▸ Exercise
Pick up the AI safety passage after its last sentence and continue it.

▸ Passage shown
AI Safety
Hyperbolic fears, occasionally fanned by labs themselves, are not founded on actual model behavior and distract from the important mission of making sure people benefit from AI progress.
What is AGI?
Artificial General Intelligence (AGI) refers to a theoretical concept of an AI that exhibits general intelligence and capability equal to or beyond that of a human.1
There is no consensus definition for what exactly AGI is or how to measure it.
The term is frequently invoked when discussing dystopian, terminator-like AI.
Has AI gone rogue?
Leading AI researchers have not seen instances of AI behaving unethically in the wild.2
Instances of AI disobeying explicit commands or choosing unethical decisions arise in limited research scenarios where the AI is forced into logical paradoxes.3
Has AI blackmailed people to save itself?
A study from Anthropic purported to find that AI would blackmail an employee to save itself from being shut down.

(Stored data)

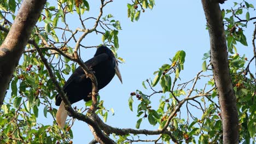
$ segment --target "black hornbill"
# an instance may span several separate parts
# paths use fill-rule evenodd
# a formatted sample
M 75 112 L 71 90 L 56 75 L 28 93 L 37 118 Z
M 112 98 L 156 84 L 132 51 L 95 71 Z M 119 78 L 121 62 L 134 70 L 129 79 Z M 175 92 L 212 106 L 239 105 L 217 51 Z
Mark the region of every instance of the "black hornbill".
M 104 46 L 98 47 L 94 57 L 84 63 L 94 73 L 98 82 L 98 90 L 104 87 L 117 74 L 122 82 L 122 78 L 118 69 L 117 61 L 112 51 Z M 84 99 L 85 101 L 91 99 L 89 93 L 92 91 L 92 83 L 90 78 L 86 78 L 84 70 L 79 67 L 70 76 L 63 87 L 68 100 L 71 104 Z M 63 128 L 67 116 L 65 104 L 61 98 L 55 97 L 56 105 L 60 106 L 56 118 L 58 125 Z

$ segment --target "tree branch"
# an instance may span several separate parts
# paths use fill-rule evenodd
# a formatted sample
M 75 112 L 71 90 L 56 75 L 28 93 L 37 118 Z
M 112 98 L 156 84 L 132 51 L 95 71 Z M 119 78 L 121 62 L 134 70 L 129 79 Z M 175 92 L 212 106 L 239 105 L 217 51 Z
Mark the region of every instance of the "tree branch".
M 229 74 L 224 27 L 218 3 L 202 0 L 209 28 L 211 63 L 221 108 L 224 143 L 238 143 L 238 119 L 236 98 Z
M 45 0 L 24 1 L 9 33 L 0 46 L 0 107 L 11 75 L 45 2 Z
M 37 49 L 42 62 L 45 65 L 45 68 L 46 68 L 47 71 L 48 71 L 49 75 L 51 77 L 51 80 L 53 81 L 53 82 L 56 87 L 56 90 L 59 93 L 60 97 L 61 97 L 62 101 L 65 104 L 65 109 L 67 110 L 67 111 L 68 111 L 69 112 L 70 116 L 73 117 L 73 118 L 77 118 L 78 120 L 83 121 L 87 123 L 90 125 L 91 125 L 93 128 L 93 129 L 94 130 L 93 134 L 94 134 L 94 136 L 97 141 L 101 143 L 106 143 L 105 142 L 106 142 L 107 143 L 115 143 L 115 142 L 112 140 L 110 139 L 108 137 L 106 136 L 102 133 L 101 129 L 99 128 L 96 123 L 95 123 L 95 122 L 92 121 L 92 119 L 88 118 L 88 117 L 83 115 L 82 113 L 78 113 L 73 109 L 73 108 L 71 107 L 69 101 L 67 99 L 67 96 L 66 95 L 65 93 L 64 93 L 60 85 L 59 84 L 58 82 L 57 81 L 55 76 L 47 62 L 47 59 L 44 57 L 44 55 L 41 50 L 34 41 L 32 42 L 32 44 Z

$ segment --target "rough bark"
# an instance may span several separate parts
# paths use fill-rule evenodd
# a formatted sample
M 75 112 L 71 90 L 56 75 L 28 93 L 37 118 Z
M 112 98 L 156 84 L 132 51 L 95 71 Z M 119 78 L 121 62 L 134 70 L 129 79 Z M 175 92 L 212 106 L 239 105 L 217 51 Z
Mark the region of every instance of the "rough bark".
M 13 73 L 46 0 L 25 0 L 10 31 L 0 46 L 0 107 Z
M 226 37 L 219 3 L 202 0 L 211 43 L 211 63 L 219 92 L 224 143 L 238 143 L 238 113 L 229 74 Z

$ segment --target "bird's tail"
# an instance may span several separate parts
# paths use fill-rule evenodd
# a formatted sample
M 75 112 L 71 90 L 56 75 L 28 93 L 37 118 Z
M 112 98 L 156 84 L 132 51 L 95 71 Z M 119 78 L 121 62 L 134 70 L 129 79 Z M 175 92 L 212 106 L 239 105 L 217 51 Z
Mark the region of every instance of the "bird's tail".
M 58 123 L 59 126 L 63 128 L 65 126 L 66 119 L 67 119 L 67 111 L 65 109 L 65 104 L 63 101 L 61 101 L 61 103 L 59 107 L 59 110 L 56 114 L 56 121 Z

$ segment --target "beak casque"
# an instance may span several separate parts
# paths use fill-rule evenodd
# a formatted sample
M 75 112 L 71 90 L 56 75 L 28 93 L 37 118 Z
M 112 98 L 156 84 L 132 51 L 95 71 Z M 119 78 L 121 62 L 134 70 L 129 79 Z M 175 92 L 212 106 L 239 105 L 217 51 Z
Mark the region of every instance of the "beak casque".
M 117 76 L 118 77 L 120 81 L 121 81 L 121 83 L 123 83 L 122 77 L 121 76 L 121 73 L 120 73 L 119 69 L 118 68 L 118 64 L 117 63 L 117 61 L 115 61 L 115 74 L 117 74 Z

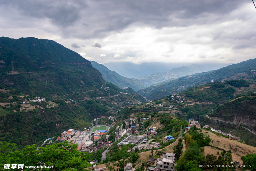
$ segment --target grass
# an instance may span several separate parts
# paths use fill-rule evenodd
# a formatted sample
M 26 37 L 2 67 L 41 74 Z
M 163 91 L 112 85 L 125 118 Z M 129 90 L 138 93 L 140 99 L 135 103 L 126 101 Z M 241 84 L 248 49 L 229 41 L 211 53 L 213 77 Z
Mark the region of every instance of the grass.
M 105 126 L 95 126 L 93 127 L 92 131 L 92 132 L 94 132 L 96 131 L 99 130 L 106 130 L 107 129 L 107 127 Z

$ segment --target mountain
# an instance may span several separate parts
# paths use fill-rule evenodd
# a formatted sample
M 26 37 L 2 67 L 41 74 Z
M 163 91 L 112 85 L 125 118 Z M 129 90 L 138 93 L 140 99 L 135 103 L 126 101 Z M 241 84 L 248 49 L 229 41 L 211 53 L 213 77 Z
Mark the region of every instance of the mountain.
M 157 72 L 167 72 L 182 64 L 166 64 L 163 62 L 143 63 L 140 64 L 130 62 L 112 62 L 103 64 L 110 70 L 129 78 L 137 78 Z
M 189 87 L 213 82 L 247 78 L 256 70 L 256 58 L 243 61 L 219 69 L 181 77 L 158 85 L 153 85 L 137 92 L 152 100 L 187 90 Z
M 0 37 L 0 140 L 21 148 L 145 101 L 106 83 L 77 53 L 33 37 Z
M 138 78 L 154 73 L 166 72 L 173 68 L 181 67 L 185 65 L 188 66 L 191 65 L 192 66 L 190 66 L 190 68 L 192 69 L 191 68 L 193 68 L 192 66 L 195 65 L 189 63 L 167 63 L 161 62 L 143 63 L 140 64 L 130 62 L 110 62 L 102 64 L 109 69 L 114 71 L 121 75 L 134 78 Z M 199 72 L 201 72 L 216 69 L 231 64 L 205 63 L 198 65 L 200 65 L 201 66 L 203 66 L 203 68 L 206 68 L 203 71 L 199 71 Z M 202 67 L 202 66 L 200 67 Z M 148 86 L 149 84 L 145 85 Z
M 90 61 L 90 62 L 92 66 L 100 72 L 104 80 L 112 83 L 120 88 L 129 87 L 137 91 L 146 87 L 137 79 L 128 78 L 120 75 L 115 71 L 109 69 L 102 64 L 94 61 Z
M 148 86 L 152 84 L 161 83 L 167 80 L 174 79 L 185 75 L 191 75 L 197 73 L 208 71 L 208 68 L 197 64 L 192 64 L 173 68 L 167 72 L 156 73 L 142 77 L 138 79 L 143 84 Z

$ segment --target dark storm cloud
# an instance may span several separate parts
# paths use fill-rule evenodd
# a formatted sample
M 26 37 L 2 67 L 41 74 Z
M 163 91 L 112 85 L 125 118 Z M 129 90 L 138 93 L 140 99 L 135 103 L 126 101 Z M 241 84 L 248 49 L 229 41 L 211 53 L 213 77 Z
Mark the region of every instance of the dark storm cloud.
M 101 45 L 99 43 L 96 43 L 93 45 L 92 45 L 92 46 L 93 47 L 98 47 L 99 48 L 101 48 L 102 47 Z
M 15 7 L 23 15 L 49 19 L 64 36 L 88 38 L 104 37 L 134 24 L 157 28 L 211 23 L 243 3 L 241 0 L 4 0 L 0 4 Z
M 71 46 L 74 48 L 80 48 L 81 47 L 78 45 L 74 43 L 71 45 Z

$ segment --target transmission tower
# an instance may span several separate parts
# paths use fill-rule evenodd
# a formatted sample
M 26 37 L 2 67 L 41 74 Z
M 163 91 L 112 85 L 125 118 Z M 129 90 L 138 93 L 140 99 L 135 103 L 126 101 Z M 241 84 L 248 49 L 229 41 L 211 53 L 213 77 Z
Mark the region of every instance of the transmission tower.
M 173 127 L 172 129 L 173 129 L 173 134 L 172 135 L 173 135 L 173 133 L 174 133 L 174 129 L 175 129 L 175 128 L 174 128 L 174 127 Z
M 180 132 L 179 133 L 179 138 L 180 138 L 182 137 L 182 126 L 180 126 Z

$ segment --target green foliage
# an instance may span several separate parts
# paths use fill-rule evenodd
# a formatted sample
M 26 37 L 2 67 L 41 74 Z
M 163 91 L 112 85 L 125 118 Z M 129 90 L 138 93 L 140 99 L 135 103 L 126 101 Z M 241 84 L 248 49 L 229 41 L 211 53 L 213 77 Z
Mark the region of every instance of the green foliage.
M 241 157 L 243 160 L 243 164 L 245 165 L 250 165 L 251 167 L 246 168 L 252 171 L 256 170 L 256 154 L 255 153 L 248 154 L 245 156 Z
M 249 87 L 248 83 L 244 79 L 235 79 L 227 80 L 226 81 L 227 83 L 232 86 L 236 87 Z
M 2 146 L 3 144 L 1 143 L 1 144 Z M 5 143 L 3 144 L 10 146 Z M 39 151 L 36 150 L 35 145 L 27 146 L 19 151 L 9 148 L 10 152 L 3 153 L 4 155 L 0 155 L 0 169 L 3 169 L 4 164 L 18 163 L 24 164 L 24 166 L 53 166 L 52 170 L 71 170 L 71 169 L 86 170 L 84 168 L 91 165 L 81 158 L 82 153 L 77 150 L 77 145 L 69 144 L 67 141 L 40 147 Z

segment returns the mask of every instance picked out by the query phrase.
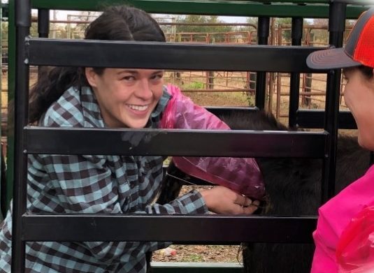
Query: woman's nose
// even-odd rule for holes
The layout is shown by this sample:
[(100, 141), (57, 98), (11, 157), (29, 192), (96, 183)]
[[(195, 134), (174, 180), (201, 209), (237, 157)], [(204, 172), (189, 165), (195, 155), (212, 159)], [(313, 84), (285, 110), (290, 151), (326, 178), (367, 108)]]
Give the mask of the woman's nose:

▸ Expected output
In these studies, researchers tried hundreds of prompts to find one that led AI to blackmail when given no other option to complete its mission.
Anthropic’s own researchers stated that they have never seen AI behave like this unless explicitly prompted to do so.4
Why do some AI companies talk about alignment?
Some safety work is prompted by the existing patchwork of state-level regulations.5
Many labs have dedicated safety teams ensuring that their AI models are safe and prohibit illicit outputs.
Much of the research remains speculative, especially since AI models have not exhibited concerning behavior outside of testing conditions.